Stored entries
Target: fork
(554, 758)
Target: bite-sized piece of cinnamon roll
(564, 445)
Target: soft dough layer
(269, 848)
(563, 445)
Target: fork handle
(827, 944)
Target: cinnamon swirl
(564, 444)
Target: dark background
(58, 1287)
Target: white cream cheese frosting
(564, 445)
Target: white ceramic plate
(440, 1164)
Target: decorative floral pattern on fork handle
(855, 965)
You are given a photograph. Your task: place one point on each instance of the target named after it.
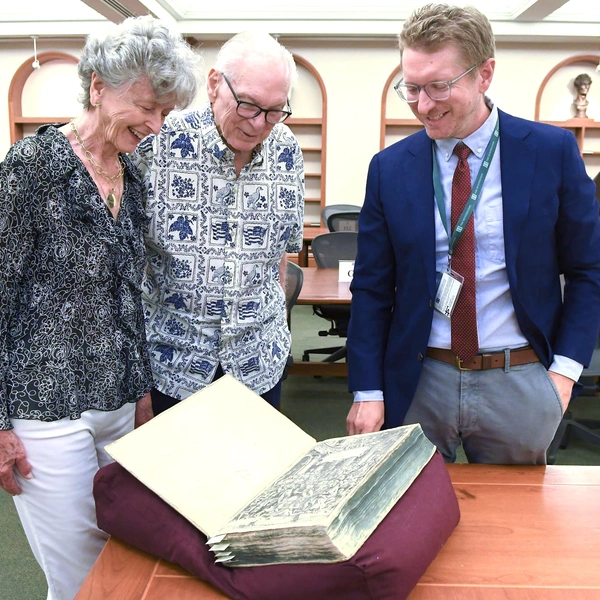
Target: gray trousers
(500, 416)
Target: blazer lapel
(418, 176)
(517, 166)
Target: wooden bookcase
(311, 132)
(586, 130)
(394, 129)
(17, 121)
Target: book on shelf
(261, 489)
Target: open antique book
(261, 489)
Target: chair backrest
(293, 284)
(329, 248)
(343, 222)
(333, 209)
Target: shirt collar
(477, 141)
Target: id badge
(447, 293)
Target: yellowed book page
(209, 455)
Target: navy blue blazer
(551, 227)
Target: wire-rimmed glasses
(248, 110)
(436, 90)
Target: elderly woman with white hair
(74, 368)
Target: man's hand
(143, 410)
(12, 456)
(365, 417)
(564, 385)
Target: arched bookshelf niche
(20, 124)
(554, 105)
(309, 124)
(397, 120)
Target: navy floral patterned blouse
(71, 321)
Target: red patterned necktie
(465, 342)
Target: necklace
(111, 199)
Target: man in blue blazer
(535, 219)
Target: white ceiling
(527, 20)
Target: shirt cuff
(368, 396)
(566, 366)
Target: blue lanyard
(473, 199)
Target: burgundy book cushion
(386, 567)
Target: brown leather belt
(482, 362)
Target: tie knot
(461, 150)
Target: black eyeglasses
(247, 110)
(436, 90)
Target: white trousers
(56, 506)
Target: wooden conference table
(321, 286)
(526, 533)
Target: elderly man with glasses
(225, 204)
(459, 321)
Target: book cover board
(261, 489)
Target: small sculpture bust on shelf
(582, 85)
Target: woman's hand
(12, 456)
(143, 410)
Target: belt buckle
(459, 364)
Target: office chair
(583, 428)
(328, 249)
(341, 217)
(293, 284)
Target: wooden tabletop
(526, 533)
(321, 286)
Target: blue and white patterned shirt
(215, 241)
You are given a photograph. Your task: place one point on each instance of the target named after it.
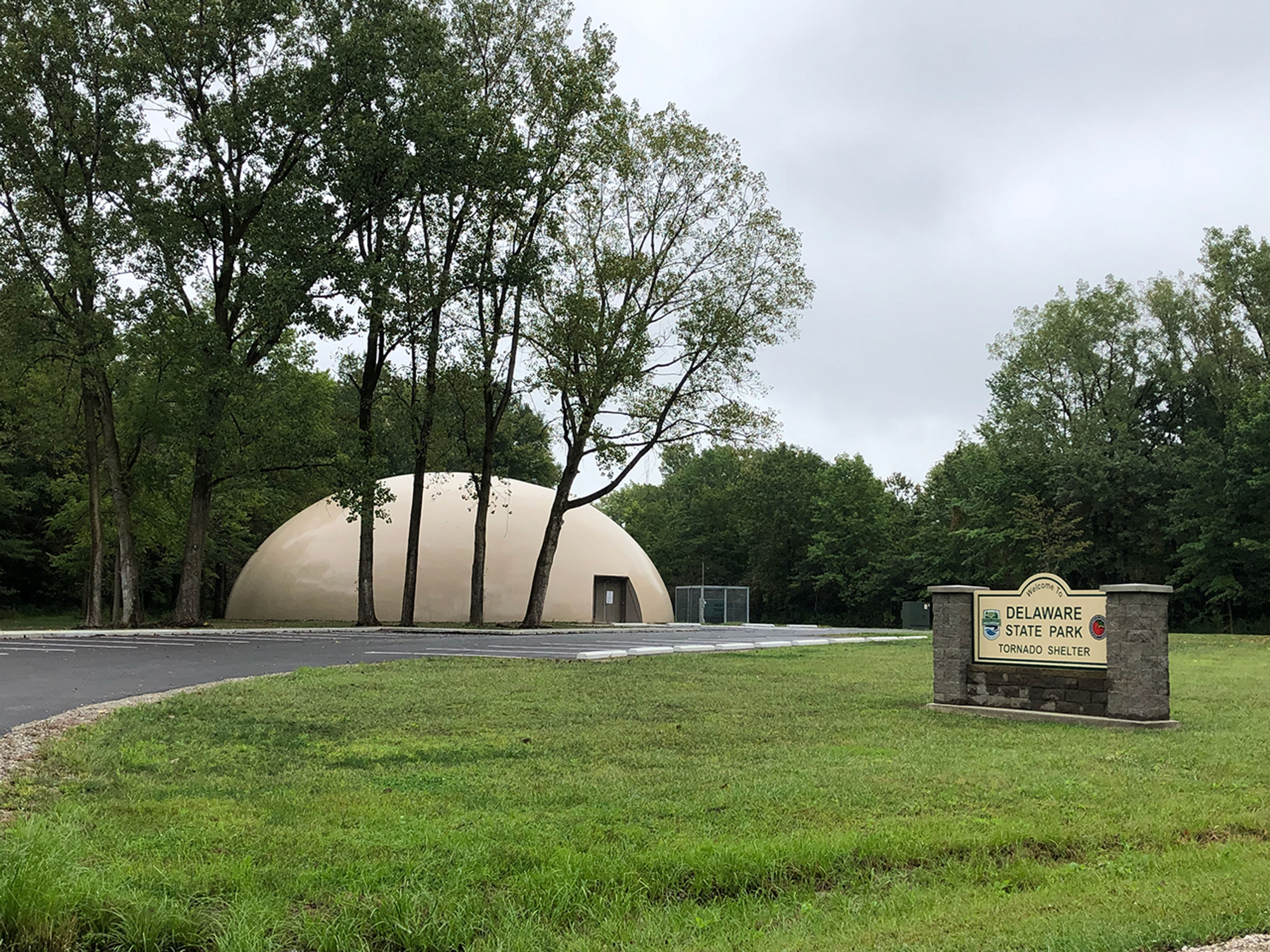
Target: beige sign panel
(1042, 624)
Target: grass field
(778, 800)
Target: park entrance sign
(1043, 624)
(1047, 653)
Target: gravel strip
(1245, 944)
(21, 746)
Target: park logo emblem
(991, 624)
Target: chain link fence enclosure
(712, 605)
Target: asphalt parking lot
(46, 673)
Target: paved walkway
(46, 673)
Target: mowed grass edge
(790, 799)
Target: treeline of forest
(295, 441)
(1127, 440)
(191, 191)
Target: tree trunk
(366, 500)
(97, 549)
(412, 539)
(190, 596)
(423, 441)
(550, 540)
(477, 607)
(126, 567)
(117, 603)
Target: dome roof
(308, 568)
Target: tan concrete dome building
(308, 568)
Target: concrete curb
(737, 647)
(1011, 714)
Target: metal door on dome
(610, 603)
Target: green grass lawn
(777, 800)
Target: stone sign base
(1055, 690)
(1013, 714)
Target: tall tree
(380, 158)
(70, 149)
(671, 271)
(543, 101)
(243, 229)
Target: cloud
(949, 163)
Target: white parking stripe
(16, 648)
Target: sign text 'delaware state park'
(1042, 624)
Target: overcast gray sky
(949, 163)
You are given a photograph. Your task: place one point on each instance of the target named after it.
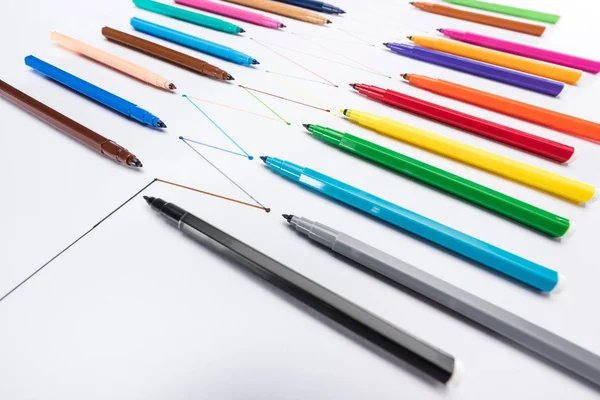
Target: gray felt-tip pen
(401, 346)
(568, 355)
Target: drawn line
(214, 195)
(213, 147)
(355, 37)
(283, 98)
(76, 240)
(307, 97)
(341, 55)
(218, 127)
(238, 109)
(294, 62)
(328, 60)
(224, 174)
(265, 104)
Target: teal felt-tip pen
(518, 268)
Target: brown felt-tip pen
(165, 54)
(74, 129)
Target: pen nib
(149, 199)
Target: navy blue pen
(193, 42)
(314, 5)
(94, 92)
(504, 75)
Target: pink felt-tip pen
(232, 12)
(552, 57)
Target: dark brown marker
(165, 53)
(74, 129)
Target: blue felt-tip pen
(94, 92)
(192, 42)
(528, 272)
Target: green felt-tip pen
(188, 16)
(507, 10)
(540, 220)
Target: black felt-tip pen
(397, 343)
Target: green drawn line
(264, 104)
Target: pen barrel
(79, 85)
(528, 272)
(163, 53)
(505, 324)
(111, 60)
(282, 9)
(143, 116)
(190, 41)
(508, 10)
(536, 53)
(538, 178)
(517, 26)
(400, 345)
(566, 75)
(533, 217)
(515, 78)
(513, 137)
(237, 13)
(64, 124)
(561, 122)
(188, 16)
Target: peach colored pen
(112, 61)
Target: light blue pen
(94, 92)
(526, 271)
(193, 42)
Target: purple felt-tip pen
(515, 78)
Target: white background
(137, 311)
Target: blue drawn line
(212, 147)
(218, 127)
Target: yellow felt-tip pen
(526, 174)
(534, 67)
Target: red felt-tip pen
(513, 137)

GOAL:
Starting with the line that contains "Target: brown felt-tip pen", write out each line through the end of the listing, exactly as it appears, and include nothing else.

PROBLEM SOLUTION:
Target: brown felt-tip pen
(165, 54)
(74, 129)
Target: pen nib
(149, 199)
Target: navy blue pen
(193, 42)
(314, 5)
(94, 92)
(504, 75)
Target: pink felt-tip pen
(232, 12)
(552, 57)
Target: dark brown marker
(165, 53)
(74, 129)
Target: blue felt-tip pen
(94, 92)
(192, 42)
(528, 272)
Target: green felt-tip pen
(188, 16)
(507, 10)
(540, 220)
Target: black felt-tip pen
(397, 343)
Target: green drawn line
(264, 104)
Target: pen barrel
(79, 85)
(528, 272)
(163, 53)
(505, 324)
(111, 60)
(282, 9)
(143, 116)
(190, 41)
(508, 10)
(536, 53)
(538, 178)
(517, 26)
(400, 345)
(566, 75)
(533, 217)
(515, 78)
(513, 137)
(237, 13)
(64, 124)
(561, 122)
(188, 16)
Target: peach colored pen
(112, 61)
Target: light blue pen
(94, 92)
(526, 271)
(193, 42)
Target: purple felt-tip pen
(515, 78)
Target: white background
(137, 311)
Target: blue drawn line
(212, 147)
(218, 127)
Target: yellow felt-tip pen
(526, 174)
(534, 67)
Target: red felt-tip pen
(513, 137)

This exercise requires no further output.